Identify each line in the rows below that includes the word "black", and copy those lines out.
---------- RECORD EXTRACTS ----------
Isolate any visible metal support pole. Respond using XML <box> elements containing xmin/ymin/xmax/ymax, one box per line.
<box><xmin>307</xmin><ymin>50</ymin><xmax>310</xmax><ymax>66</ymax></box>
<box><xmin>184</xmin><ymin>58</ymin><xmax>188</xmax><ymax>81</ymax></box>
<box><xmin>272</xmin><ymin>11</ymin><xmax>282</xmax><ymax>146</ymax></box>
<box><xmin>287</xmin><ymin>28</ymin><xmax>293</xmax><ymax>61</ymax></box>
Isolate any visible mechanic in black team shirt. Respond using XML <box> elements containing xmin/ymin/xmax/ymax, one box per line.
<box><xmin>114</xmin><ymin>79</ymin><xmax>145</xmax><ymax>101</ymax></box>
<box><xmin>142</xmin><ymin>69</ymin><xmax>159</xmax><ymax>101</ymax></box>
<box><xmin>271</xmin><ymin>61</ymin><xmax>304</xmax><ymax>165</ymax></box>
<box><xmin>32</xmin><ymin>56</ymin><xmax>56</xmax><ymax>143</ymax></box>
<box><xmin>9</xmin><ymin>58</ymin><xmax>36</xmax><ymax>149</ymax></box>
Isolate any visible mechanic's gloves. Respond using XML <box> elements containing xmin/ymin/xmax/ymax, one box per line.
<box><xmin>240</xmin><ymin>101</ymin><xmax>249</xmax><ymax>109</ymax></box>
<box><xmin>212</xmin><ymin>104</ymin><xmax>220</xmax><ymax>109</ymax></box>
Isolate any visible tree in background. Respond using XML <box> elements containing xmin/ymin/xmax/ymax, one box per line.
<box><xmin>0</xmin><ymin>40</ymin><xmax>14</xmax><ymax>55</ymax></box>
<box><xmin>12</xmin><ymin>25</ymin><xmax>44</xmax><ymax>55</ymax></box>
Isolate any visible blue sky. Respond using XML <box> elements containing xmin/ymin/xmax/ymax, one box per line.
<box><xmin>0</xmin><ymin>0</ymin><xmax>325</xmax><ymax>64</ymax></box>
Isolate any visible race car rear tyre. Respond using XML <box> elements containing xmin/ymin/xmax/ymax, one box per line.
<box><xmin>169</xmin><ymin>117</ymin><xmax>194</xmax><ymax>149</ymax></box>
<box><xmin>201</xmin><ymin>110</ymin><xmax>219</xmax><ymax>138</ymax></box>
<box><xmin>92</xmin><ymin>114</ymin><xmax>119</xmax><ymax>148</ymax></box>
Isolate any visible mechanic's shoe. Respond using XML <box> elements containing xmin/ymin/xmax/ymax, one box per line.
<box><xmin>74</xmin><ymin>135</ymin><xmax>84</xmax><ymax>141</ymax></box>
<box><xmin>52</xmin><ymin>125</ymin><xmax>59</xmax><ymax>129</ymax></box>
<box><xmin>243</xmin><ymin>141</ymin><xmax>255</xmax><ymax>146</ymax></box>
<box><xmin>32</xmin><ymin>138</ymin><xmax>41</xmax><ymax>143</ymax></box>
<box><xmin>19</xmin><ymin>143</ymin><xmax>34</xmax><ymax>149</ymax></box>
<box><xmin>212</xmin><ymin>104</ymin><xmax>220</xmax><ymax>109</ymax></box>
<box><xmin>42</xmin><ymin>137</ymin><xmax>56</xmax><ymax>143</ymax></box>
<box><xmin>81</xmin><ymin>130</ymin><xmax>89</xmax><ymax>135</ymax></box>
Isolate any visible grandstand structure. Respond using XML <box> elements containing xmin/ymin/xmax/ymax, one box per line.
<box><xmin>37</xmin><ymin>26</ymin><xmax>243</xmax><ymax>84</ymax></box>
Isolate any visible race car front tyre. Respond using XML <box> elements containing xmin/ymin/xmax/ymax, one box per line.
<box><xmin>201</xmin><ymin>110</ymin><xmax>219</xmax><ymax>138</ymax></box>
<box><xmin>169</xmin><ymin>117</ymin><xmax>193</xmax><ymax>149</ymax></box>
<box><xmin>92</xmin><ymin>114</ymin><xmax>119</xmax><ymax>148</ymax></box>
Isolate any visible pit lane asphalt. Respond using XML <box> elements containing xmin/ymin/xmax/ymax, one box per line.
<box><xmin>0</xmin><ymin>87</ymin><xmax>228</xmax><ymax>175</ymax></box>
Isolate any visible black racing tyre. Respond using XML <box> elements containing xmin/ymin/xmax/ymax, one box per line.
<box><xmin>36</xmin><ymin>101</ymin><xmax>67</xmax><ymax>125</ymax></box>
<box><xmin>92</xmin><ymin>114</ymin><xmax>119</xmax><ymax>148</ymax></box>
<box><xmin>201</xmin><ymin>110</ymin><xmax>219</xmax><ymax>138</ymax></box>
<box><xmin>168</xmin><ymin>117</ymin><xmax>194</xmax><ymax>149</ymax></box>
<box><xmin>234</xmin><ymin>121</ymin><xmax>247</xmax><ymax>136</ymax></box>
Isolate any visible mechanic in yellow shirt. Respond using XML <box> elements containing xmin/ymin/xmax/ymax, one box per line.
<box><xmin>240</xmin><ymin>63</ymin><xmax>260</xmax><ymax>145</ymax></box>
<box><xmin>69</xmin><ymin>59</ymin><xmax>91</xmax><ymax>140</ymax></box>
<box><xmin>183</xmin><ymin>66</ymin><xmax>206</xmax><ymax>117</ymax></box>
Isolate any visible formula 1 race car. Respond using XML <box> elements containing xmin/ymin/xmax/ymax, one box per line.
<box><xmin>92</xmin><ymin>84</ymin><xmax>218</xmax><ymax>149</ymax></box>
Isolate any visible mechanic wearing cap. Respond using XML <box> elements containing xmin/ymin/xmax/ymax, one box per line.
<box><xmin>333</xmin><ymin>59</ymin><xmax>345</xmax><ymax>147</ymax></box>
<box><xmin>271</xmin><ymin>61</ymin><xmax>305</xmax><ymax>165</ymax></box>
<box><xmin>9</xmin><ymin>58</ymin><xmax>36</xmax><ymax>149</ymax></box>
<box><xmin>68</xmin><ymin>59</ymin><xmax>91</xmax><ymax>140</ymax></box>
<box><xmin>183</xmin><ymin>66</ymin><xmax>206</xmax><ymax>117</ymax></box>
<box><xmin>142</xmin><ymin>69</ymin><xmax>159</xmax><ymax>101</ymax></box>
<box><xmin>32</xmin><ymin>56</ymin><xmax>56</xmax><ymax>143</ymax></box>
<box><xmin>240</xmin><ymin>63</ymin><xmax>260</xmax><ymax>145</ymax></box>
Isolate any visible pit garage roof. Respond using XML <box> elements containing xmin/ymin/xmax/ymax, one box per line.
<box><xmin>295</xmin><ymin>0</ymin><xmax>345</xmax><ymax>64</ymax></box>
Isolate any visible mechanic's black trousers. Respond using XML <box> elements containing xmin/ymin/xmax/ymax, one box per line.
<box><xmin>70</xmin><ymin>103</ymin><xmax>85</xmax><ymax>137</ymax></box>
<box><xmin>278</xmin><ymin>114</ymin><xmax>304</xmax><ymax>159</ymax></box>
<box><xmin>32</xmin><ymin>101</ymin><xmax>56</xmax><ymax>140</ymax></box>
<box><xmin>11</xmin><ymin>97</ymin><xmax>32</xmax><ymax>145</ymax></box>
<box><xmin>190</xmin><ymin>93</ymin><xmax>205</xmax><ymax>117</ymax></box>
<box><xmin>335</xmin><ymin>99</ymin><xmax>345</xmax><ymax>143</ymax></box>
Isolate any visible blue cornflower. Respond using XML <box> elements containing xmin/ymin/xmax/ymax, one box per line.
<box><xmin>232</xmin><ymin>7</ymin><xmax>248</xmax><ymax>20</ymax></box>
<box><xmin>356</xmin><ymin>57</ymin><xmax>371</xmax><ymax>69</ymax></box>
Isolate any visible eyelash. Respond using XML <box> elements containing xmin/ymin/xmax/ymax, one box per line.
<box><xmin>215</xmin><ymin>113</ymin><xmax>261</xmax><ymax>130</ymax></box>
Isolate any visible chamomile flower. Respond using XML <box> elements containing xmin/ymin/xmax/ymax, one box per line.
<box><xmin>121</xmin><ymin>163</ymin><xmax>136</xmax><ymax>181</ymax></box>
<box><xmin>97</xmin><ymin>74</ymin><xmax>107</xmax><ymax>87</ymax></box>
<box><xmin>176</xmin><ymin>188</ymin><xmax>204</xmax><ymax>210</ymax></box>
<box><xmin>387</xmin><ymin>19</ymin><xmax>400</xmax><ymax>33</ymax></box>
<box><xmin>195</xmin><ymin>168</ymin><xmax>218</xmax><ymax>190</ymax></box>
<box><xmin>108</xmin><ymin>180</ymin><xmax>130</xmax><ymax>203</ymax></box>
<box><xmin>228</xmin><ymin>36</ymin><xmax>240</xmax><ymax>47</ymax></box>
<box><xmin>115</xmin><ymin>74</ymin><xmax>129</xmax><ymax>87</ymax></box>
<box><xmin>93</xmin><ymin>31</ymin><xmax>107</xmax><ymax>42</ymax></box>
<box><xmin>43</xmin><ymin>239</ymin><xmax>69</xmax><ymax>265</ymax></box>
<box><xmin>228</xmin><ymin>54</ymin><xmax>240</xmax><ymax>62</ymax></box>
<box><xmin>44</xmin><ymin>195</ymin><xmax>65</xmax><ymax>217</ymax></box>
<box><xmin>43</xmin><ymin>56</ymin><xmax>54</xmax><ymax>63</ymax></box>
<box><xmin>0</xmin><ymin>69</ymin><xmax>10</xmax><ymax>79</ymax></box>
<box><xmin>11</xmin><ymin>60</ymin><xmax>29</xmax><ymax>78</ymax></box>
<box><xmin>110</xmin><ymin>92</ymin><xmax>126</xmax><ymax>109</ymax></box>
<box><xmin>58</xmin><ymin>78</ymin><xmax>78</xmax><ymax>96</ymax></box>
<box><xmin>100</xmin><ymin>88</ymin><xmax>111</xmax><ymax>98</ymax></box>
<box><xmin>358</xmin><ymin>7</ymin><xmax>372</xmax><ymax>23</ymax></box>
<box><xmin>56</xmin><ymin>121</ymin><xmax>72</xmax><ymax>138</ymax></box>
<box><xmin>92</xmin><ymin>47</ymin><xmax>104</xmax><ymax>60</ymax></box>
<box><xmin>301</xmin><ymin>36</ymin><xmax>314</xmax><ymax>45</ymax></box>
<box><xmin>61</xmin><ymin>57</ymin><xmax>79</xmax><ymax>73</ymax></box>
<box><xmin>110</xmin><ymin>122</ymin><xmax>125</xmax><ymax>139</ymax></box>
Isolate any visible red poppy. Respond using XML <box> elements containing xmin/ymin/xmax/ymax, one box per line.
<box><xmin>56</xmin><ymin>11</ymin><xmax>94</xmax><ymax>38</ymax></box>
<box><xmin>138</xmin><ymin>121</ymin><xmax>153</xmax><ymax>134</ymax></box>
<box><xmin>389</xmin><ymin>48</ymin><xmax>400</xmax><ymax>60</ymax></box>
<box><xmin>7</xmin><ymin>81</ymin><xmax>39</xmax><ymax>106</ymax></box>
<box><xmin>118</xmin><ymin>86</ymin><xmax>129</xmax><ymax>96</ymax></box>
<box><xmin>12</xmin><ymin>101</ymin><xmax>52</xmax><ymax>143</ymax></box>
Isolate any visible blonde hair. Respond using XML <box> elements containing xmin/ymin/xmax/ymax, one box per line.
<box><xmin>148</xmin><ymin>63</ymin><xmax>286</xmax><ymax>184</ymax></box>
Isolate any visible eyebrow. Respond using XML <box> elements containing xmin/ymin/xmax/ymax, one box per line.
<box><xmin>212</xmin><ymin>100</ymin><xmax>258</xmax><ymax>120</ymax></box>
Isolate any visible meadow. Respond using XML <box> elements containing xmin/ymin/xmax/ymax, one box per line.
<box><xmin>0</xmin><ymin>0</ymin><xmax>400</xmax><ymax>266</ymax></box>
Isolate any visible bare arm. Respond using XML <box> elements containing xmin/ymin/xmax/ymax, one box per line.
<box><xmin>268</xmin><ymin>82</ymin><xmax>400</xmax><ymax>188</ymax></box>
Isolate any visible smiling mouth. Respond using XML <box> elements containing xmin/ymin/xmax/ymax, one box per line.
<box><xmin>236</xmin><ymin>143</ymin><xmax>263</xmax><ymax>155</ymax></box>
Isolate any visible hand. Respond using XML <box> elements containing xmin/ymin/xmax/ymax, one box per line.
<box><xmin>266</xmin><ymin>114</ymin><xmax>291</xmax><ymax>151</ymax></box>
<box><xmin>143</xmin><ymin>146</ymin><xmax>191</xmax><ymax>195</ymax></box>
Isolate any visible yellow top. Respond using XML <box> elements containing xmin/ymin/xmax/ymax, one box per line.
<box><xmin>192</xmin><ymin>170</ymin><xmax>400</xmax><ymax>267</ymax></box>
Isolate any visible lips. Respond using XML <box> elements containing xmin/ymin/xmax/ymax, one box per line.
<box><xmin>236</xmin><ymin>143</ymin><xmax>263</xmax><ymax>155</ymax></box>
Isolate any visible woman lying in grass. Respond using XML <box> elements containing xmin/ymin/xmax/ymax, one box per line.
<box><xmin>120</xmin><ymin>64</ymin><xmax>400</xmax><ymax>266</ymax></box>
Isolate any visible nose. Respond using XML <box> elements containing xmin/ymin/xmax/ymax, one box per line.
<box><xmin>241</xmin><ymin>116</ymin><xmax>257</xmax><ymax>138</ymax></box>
----------
ANSWER TO THIS EXERCISE »
Isolate any visible mechanic in black team shirt. Respond using XML <box> elements containing xmin/ymin/xmax/ymax, one box per line.
Isolate any visible black racing tyre. Respond using XML <box> elements containing xmin/ymin/xmax/ymax, one box per line.
Isolate any visible mechanic's black trousers. Respond using XML <box> elements containing xmin/ymin/xmax/ymax, one box per line.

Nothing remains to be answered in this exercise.